> _Brief_
Repeat exactly each line of the data provided below.

===== Record set

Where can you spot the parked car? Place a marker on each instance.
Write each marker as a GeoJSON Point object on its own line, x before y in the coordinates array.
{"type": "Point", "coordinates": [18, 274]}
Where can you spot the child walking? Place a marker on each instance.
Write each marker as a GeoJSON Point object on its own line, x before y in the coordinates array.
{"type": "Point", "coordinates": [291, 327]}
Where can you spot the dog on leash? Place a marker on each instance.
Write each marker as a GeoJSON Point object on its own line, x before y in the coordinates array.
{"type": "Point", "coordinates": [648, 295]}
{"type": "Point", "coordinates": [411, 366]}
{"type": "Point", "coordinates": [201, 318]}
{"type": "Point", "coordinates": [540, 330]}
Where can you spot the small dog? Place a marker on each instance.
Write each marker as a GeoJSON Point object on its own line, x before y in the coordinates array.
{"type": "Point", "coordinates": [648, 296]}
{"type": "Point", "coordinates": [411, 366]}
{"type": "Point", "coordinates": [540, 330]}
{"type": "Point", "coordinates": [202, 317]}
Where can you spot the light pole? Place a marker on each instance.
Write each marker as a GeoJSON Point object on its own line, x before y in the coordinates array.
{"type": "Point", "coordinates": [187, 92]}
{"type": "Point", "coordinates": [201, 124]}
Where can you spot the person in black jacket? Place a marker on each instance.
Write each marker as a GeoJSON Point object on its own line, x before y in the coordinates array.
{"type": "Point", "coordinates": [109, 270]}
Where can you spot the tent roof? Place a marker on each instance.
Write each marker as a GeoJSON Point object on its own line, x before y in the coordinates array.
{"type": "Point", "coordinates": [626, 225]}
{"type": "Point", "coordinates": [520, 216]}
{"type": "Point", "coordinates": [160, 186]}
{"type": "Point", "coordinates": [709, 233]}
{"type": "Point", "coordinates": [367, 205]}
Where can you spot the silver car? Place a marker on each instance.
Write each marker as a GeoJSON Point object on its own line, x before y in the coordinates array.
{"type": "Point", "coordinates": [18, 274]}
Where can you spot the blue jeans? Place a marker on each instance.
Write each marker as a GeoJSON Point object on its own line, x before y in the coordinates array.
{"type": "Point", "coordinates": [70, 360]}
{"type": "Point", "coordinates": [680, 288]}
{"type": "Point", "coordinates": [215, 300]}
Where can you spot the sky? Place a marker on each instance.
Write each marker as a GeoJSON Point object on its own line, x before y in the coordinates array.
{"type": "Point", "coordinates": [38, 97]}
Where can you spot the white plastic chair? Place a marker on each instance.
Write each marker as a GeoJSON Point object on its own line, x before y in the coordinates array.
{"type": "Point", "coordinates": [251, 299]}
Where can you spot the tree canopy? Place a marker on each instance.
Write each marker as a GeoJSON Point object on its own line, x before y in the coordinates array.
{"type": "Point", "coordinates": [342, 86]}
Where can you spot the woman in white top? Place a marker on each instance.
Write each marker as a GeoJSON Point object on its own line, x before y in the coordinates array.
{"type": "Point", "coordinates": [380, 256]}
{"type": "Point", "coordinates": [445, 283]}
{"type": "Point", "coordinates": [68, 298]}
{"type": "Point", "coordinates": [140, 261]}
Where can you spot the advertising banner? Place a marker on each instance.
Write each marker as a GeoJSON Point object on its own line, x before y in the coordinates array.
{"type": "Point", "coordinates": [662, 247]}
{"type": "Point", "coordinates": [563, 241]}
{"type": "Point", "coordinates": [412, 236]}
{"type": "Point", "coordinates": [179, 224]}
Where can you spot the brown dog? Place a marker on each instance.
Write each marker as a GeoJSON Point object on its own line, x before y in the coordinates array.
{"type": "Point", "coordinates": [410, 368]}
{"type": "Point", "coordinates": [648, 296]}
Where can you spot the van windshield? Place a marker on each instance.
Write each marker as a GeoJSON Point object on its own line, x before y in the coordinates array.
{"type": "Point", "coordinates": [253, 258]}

==========

> _Response to the exercise_
Where can you spot the parked car? Place a marker on each instance.
Write each marker as a GeoJSON Point object on its own line, x before y in the coordinates array.
{"type": "Point", "coordinates": [18, 274]}
Where can you spot the child walking? Place a marker on each instance.
Write each marker as a GeoJSON Point object on its own line, x before y in the coordinates array.
{"type": "Point", "coordinates": [291, 327]}
Where can you spot the dog on leash? Place a marker on each instance.
Write each marker as a GeoJSON Point object on its own line, x before y in the coordinates array.
{"type": "Point", "coordinates": [648, 295]}
{"type": "Point", "coordinates": [411, 366]}
{"type": "Point", "coordinates": [201, 318]}
{"type": "Point", "coordinates": [540, 330]}
Where can you spot the small dog? Place a marker on each instance.
Write each marker as a GeoJSON Point object on its own line, x before y in the coordinates array.
{"type": "Point", "coordinates": [648, 296]}
{"type": "Point", "coordinates": [411, 366]}
{"type": "Point", "coordinates": [540, 330]}
{"type": "Point", "coordinates": [202, 317]}
Where can you spot the light pole? Place a marker on each instance.
Write each marker as a GeoJSON Point object on its own line, x before y in the coordinates array.
{"type": "Point", "coordinates": [187, 92]}
{"type": "Point", "coordinates": [201, 124]}
Where can you spot the person in black jacket? Place a marker on each instance.
Write each marker as a GeoJSON Point object on its own line, x before y in the coordinates array.
{"type": "Point", "coordinates": [109, 270]}
Where can you spot the tent roof? Place a marker on each instance.
Write each marker as a GeoJSON Point object on its own line, x before y in the coordinates array.
{"type": "Point", "coordinates": [626, 225]}
{"type": "Point", "coordinates": [520, 216]}
{"type": "Point", "coordinates": [160, 186]}
{"type": "Point", "coordinates": [709, 233]}
{"type": "Point", "coordinates": [367, 205]}
Where can you spot the silver car? Place a marker on each instance.
Write each marker as a GeoJSON Point object on its own line, x before y in the coordinates array.
{"type": "Point", "coordinates": [18, 274]}
Where can you spot the blue jeans? Place a marker on each instance.
Write each marker as a GeoJSON Point object on its own line, x before y in the coordinates array.
{"type": "Point", "coordinates": [70, 360]}
{"type": "Point", "coordinates": [680, 288]}
{"type": "Point", "coordinates": [215, 300]}
Where can you spot the sky? Place a marker on each instance.
Write each marker as a GeoJSON Point object on its own line, x before y in the coordinates array.
{"type": "Point", "coordinates": [38, 97]}
Where can you spot the white plastic chair? Place a marker on each instance.
Write each marker as a GeoJSON Point object on its own line, x before y in the coordinates array.
{"type": "Point", "coordinates": [251, 299]}
Where can you spot the tree canopy? Place a marker on each instance.
Write each marker as a GeoJSON Point object on its own line, x before y in the coordinates array.
{"type": "Point", "coordinates": [342, 86]}
Where can you spot the woman in white top? Place a marker on each instance.
Write each marker as a GeoJSON Point object on its own line, x before y in the coordinates array.
{"type": "Point", "coordinates": [380, 256]}
{"type": "Point", "coordinates": [445, 283]}
{"type": "Point", "coordinates": [68, 298]}
{"type": "Point", "coordinates": [140, 261]}
Where can you spot the advertising banner? Place a marker on each instance.
Write each marker as a GeoJSON Point object on its own line, x before y in the coordinates array.
{"type": "Point", "coordinates": [662, 247]}
{"type": "Point", "coordinates": [563, 241]}
{"type": "Point", "coordinates": [412, 236]}
{"type": "Point", "coordinates": [179, 224]}
Where can you spot the brown dog? Place a marker on each instance.
Write each marker as a GeoJSON Point object on its own line, x before y in the coordinates array.
{"type": "Point", "coordinates": [410, 368]}
{"type": "Point", "coordinates": [648, 296]}
Where can you spot the van windshield? Place a marker on each instance.
Write each marker as a GeoJSON Point object on its own line, x before y in the coordinates array.
{"type": "Point", "coordinates": [253, 258]}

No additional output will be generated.